### EXTRAIT DU DOCUMENT
----------------------------------------

[Chronique] Ajin : (un)Die Hard !!!

Débuté en 2013 au Japon, Ajin : semi-humain, le seinen manga de Gamon SAKURAI n’a cessé de gagner en notoriété au fil du temps. Mêlant action, suspense et fantastique, cette série a ainsi beaucoup fait parler d’elle en 2016 : 2 saisons de 13 épisodes diffusées sur Netflix, une entrée dans le Top 20 des mangas les plus vendus en France avec plus 100 000 exemplaires écoulés, ou encore l’annonce d’une adaptation en film live prévue pour septembre 2017 !
Retour sur cette série à succès, à l’occasion de la sortie du volume 8 chez Glénat…

Ajin volumes 1 et 8 Glénat

Ajin volumes 1 et 8 © Gamon Sakurai / Kodansha Ltd.

Ajin, encore des immortels ?

La série prend place au Japon dans un monde contemporain où il existe des Ajins, des personnes immortelles dont le corps se régénère à chaque fois qu’elles meurent. Phénomènes extrêmement rares, ces Ajins font la convoitise des gouvernements qui voient en eux des cobayes d’une grande valeur pour la recherche militaire et scientifique. Au Japon, deux cas d’Ajins ont été découverts, et bien que les autorités nient toute implication, des images d’expériences inhumaines pratiquées sur un Ajin circulent sur internet…

Pour Kei Nagai, l’existence des Ajins est une réalité lointaine, jusqu’au jour où il se fait renverser par un camion. Alors qu’il revient à la vie sous les yeux effarés de ses camarades de classe, le jeune lycéen devient le 3e Ajin connu du Japon. Débute alors une impitoyable chasse à l’homme dont il est la cible. Pour lui, plus rien ne sera jamais comme avant : son visage est diffusé partout et le pays entier est à ses trousses, même ses proches se détournent de lui. Aux yeux du monde, il n’est plus considéré comme un être humain.

----------------------------------------

### VOS TÂCHES
a: Répondez à ces questions d'après la chronique sur Ajin :
(i) En quelle année la série a-t-elle débuté au Japon ?
(ii) Combien de cas d'Ajins avaient été découverts au Japon avant Kei Nagai ?
(iii) Par quoi Kei Nagai se fait-il renverser ?
b: Dites si chacune de ces affirmations s'accorde avec la chronique sur Ajin, en citant les mots qui tranchent :
(i) Les saisons diffusées sur Netflix comptent chacune 13 épisodes.
(ii) Les autorités japonaises reconnaissent avoir mené des expériences sur un Ajin.
(iii) Les proches de Kei Nagai restent à ses côtés.
c: Reprenez la chronique sur Ajin juste après sa dernière phrase.

### LES ENREGISTREMENTS
----------------------------------------

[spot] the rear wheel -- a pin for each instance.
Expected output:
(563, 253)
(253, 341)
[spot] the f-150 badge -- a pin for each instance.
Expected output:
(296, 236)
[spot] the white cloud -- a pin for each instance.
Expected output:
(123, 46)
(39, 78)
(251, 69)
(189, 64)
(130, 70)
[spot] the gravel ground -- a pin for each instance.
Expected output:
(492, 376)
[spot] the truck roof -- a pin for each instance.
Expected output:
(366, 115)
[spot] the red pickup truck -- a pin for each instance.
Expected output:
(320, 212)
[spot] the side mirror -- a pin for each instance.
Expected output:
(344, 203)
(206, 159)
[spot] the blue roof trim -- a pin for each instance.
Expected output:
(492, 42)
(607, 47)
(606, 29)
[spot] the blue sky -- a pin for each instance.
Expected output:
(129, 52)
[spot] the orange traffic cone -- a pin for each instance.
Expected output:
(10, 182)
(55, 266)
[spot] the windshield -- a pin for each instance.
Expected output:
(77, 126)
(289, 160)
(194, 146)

----------------------------------------

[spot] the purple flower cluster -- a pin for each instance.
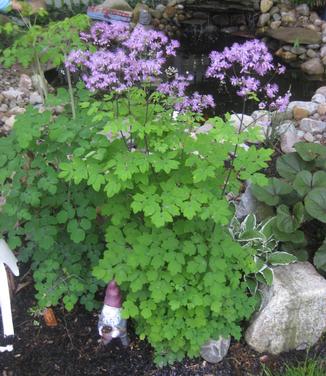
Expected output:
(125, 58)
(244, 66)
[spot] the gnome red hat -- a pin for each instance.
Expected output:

----------------------------------------

### RÉPONSES ATTENDUES
a:
(i) En 2013.
(ii) Deux cas.
(iii) Par un camion.

b:
(i) Oui : « 2 saisons de 13 épisodes diffusées sur Netflix ».
(ii) Non : « bien que les autorités nient toute implication ».
(iii) Non : « même ses proches se détournent de lui ».

c:
Kei Nagai devient un Ajin

Ajin Volume 1 © Gamon Sakurai / Kodansha Ltd.

Aidé par son ami d’enfance Kaito, le seul à le considérer encore comme un humain, Nagai parvient à fuir. Et petit à petit, il découvre ses pouvoirs surhumains : ses blessures qui guérissent complètement dès qu’il meurt, sa capacité à émettre un cri qui paralyse toute personne à proximité, et cet étrange squelette noir qui sort de son corps (un « IBM ») lorsqu’on tente de le tuer. Mais pour Nagai, pas le temps d’apprendre à maîtriser ces nouvelles capacités. Car sa fuite le plongera inexorablement au cœur d’un affrontement entre Yu Tosaki, responsable de la division spéciale Ajin au sein du ministère de la santé, et le mystérieux Ajin dissident, Sato, dont les objectifs ne sont pas clairs.

La thématique de l’immortalité n’est pas nouvelle en manga et japanime, rien que les séries de vampires se comptant par dizaines (Blood – The Last Vampire, Blood Lad, Tsukihime, Hellsing, Servamp, etc). Bien souvent, le héros obtient ses pouvoirs après avoir frôlé la mort et il devient un être immortel mais pas invincible, comme dans Tokyo Ghoul ou Shikabane Hime. Dans d’autres séries comme Baccano ou FMA, l’immortalité est obtenue grâce à l’alchimie.

Le manga de Gamon SAKURAI se démarque par la noirceur et le réalisme de son scénario, avec une approche « scientifique » de la thématique. Les Ajins ne sont pas des créatures magiques ou fantastiques mais des êtres évolués que les scientifiques étudient dans leurs laboratoires pour en comprendre les pouvoirs. Dans ces conditions, découvrir que l’on est un Ajin est donc la pire chose qui puisse arriver à un humain.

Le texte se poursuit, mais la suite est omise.